**Problem to solve:**
Transcribe the items below verbatim, starting with their first line and ending with the line containing "top-left (10, 7), bottom-right (25, 89)", with both of those lines included.

**Entries supplied:**

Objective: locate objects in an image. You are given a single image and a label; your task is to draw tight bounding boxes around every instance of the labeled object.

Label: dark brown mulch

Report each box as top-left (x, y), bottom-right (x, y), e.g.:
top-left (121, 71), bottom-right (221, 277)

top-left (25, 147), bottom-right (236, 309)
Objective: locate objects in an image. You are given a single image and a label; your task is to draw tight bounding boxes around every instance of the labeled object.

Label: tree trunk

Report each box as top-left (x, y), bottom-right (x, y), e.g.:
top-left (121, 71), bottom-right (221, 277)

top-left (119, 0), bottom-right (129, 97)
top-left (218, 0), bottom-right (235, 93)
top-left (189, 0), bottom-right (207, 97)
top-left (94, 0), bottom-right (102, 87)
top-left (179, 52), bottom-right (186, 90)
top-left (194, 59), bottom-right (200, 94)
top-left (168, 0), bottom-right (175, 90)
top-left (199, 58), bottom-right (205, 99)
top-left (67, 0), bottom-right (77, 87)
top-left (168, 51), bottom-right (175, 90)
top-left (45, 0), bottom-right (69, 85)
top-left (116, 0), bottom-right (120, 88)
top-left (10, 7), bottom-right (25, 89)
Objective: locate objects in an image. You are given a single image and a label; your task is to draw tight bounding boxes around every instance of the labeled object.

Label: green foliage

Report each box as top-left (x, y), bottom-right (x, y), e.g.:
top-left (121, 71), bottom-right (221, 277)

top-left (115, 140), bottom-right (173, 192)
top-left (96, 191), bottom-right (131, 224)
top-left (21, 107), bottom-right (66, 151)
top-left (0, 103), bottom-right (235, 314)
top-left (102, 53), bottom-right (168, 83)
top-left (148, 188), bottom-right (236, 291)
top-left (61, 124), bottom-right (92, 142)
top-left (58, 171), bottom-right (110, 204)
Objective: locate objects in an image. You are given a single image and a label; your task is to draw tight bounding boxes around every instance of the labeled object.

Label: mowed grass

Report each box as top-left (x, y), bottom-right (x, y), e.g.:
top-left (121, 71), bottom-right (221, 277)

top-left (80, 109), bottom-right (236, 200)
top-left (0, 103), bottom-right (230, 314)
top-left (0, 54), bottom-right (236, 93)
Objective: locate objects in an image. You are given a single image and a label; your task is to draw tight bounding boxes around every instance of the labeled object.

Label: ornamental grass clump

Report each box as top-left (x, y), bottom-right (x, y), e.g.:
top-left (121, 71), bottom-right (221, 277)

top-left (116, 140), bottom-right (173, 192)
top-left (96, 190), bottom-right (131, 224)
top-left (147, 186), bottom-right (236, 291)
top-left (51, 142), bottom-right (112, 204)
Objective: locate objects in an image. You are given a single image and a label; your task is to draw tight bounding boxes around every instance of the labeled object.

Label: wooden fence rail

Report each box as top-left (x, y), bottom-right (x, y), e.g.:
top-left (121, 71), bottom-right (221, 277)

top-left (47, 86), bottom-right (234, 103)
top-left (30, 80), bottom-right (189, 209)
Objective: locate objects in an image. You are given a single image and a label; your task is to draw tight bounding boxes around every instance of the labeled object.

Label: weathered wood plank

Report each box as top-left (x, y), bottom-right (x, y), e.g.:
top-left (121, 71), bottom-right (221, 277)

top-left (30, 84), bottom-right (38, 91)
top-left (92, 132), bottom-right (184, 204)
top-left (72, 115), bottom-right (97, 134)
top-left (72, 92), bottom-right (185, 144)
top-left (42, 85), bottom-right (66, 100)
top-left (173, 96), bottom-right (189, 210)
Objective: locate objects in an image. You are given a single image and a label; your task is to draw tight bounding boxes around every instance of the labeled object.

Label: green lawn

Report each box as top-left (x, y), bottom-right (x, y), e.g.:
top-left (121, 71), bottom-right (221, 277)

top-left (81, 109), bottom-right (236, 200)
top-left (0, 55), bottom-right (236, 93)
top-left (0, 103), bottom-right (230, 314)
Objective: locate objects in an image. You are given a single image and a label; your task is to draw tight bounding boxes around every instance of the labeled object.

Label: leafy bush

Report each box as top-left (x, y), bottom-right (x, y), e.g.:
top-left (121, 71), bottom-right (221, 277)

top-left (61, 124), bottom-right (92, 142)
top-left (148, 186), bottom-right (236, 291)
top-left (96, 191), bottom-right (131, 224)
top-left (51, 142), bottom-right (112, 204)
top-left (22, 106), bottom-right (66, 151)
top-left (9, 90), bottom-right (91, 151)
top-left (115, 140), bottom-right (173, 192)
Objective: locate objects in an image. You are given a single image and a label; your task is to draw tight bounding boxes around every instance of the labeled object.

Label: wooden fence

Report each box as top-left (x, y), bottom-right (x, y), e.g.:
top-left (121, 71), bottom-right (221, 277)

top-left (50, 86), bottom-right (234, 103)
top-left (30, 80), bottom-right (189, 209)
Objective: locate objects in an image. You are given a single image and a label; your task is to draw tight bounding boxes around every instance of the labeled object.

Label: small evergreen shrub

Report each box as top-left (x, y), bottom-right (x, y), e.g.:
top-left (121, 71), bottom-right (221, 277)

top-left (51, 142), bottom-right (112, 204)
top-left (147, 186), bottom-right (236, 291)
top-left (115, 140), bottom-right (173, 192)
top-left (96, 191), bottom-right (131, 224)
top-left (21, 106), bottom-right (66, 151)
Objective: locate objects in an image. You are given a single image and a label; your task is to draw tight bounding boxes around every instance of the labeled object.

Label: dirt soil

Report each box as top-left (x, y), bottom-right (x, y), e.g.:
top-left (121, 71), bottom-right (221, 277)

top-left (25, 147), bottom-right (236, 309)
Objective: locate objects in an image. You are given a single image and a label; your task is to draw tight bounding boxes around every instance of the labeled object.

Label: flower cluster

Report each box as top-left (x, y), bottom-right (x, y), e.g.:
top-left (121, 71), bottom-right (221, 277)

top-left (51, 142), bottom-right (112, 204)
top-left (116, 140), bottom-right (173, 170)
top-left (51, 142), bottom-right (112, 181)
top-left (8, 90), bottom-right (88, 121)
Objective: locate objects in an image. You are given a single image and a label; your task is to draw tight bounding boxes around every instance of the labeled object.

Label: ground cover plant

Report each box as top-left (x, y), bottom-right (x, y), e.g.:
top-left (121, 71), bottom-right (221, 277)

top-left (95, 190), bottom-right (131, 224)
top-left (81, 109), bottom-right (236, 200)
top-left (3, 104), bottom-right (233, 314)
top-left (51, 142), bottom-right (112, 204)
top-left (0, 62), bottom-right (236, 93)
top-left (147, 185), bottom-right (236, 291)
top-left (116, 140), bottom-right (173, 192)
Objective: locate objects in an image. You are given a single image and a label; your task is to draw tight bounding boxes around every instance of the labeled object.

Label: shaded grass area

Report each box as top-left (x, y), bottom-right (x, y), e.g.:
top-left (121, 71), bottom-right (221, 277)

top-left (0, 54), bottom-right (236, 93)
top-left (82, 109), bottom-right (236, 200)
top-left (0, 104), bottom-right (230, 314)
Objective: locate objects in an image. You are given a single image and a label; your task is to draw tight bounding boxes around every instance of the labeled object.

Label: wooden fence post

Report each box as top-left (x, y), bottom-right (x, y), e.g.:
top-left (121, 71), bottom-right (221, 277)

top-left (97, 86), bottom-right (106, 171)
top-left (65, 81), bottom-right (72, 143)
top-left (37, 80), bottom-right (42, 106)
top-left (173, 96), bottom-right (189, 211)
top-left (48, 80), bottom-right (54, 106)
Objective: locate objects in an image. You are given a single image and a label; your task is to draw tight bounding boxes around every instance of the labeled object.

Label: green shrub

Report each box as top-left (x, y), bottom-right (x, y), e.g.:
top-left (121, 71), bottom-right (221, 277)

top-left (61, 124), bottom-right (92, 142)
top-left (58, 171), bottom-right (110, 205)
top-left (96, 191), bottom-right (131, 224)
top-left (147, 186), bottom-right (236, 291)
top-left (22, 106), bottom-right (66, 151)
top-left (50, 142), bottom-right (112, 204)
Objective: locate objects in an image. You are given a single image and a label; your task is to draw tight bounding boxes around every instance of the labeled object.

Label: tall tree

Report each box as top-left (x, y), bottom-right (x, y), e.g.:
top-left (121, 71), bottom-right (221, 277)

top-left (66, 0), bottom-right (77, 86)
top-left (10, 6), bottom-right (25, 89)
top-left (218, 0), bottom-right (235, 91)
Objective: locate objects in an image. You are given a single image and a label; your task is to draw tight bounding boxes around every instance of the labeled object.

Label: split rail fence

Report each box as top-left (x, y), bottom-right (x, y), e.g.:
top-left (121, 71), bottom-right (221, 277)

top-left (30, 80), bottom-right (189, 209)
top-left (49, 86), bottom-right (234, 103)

**Written reply:**
Objective: locate objects in an image. You are given a single image and a label; your task is to draw tight bounding boxes around every instance of the labeled object.

Label: dark brown mulch

Report each box as top-left (x, y), bottom-right (x, y), e.g.:
top-left (121, 71), bottom-right (221, 277)

top-left (25, 147), bottom-right (236, 309)
Objective: locate objects in an image. You are given a single image and a label; your task is to draw tight bounding boxes around every instance of the labeled object.

Label: tree trunk

Report each box as top-left (x, y), bottom-right (x, y), e.g.:
top-left (121, 71), bottom-right (221, 277)

top-left (119, 0), bottom-right (129, 97)
top-left (218, 0), bottom-right (235, 93)
top-left (189, 0), bottom-right (207, 97)
top-left (94, 0), bottom-right (102, 87)
top-left (179, 52), bottom-right (186, 90)
top-left (194, 59), bottom-right (200, 94)
top-left (168, 0), bottom-right (175, 90)
top-left (199, 58), bottom-right (205, 99)
top-left (67, 0), bottom-right (77, 87)
top-left (168, 51), bottom-right (175, 90)
top-left (45, 0), bottom-right (69, 85)
top-left (116, 0), bottom-right (120, 88)
top-left (10, 7), bottom-right (25, 89)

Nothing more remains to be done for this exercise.